══ Document passage

Romance Warrior

Physics teacher Åsa Bradley's Swedish upbringing and love of books led her to pen a paranormal romance about sexy Vikings

Romance Warrior
Young Kwak
Åsa Maria Bradley celebrates her new book at Auntie's on Wednesday, Nov. 4.

In the region surrounding Åsa Maria Bradley's hometown of Lund, Sweden, it's not rare for farmers plowing up their fields to turn up relics dating back thousands of years.

Living in the southern province of Scania, an epicenter of Viking Age activity, Bradley remembers taking school field trips to see the Viking rune stones they'd learned about in class. The presence of these ancient relics, paired with the imaginative stories of Norse deities and other surviving pagan rituals, like the straw Yule Goat at Christmas, painted her childhood with colorful memories.

The nostalgic remnants of an age so far in the past stayed with Bradley after she left Sweden to study abroad in the U.S. at age 17 — so much so that the now Spokane-based author's debut romance novel, Viking Warrior Rising, centers on a band of immortal Vikings and Valkyries. Originating as mortal humans who heroically died in battle during the 11th century, the warriors are sent to Earth by the Norse god Odin and goddess Freya to protect humanity from the end of the world, Ragnarök.

"I think that's why the mythology stayed with me," Bradley, 44, recalls from her office on the second floor of Spokane Falls Community College's science building. When she's not penning steamy, otherworldly romance novels, Bradley teaches physics at the college.

"Christianity has one god, and he was male, and he had a son, and he was male, but in Norse there were all these gods and goddesses. There were female role models," she says. "It was like a history lesson. That is where these myths came from — the people who used to live here who left all these things that we could still see."

The purely entertaining, 320-page novel, published by Sourcebooks out of Chicago, is an action-filled love story centered on the Viking warriors' hunky alpha male leader, Leif, and his soulmate, Naya. Leif's unexpected human lover is a hacker who had undergone lab experiments in her youth, turning her into a super soldier with incredible strength, senses and smarts.

════

Objective.
Please translate this sentence from the article about Åsa Maria Bradley into Spanish: "When she's not penning steamy, otherworldly romance novels, Bradley teaches physics at the college." The listing has no connection to the article about Åsa Maria Bradley.

══ Data shown

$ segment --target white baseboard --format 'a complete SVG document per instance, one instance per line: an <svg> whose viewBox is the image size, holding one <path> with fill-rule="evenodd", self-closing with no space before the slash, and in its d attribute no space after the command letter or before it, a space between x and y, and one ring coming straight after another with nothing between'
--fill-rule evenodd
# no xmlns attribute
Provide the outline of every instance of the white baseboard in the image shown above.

════

Final answer.
Cuando no está escribiendo novelas románticas apasionadas y de otro mundo, Bradley enseña física en la universidad.